** start of DATA IN THIS EXERCISE **

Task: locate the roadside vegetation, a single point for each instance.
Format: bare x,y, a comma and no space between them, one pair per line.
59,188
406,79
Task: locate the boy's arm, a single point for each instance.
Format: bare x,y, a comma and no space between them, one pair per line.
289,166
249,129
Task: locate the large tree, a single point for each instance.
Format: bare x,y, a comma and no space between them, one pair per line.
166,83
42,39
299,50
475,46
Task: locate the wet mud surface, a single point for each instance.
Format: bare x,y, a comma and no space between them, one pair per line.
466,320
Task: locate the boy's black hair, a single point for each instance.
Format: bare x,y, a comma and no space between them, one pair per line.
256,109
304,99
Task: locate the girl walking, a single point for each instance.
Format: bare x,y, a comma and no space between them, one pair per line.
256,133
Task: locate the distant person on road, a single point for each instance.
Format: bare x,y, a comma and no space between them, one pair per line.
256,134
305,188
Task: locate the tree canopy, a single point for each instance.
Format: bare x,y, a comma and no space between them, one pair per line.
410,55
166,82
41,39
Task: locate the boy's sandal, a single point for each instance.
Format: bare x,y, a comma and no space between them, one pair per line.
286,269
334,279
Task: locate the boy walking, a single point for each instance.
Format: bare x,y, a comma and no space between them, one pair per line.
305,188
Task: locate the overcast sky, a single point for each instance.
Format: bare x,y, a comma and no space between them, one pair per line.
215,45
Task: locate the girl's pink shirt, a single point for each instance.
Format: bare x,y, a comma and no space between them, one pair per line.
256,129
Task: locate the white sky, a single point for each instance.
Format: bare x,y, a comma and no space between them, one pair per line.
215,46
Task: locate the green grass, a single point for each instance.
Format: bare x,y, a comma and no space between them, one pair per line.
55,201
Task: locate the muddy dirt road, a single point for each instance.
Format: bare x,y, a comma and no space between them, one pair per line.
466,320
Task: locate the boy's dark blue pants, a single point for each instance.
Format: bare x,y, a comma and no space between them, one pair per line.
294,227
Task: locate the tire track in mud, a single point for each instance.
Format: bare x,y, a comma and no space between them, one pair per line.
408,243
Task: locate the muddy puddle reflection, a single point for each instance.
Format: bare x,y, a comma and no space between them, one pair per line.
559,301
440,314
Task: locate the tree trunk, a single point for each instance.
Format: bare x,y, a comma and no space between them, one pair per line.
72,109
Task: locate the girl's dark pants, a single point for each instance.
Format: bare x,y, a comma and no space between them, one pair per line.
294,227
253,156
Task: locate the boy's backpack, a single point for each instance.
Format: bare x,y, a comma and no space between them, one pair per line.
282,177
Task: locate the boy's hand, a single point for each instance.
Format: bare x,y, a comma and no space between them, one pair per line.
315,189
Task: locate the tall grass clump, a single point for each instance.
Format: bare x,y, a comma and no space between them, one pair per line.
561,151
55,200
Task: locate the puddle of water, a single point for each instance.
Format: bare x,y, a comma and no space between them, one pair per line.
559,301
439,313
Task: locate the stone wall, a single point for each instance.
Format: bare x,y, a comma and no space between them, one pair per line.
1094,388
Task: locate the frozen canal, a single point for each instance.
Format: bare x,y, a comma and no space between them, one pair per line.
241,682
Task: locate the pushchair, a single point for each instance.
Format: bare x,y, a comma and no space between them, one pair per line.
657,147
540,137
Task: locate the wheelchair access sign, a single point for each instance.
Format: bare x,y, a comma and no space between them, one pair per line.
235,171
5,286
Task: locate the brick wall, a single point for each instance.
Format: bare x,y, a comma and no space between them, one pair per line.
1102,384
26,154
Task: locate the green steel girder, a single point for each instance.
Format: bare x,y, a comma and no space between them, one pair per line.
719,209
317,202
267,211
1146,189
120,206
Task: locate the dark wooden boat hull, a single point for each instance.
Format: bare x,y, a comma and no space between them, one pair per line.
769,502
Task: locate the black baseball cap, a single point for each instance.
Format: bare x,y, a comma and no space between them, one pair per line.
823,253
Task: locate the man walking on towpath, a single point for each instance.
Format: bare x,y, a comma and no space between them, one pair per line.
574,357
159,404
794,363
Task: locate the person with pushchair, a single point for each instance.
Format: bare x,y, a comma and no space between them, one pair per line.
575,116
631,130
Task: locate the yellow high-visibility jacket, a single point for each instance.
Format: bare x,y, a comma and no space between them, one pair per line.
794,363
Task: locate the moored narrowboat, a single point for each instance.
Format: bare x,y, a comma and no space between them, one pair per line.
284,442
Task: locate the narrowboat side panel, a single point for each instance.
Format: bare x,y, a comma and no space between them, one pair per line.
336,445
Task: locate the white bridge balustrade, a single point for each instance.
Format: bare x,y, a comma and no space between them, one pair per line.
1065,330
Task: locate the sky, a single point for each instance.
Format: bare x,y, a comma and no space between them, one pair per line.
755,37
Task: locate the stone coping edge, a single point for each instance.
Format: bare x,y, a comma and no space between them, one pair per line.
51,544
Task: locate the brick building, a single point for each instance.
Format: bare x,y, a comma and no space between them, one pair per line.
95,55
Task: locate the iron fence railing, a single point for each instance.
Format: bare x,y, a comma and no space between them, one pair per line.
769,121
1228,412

** end of DATA IN THIS EXERCISE **

### TASK DETAILS
Set down the lines of the listing above exactly as they stand, beginning at the line containing "Task: locate the stone coping" and continuing through the end of the listing.

### SOLUTION TO THIS TASK
Task: locate the stone coping edge, a single point for each instance.
Format: bare x,y, a comma and no space between them, one pair per line.
51,544
Task: locate the brick building, a single point for each instance.
Format: bare x,y, a comma and no space between them, one pair per line.
95,55
Task: locate the iron fence railing, a single point for each instance.
Format: bare x,y, a comma and no space between them, one pair per line.
769,121
1228,412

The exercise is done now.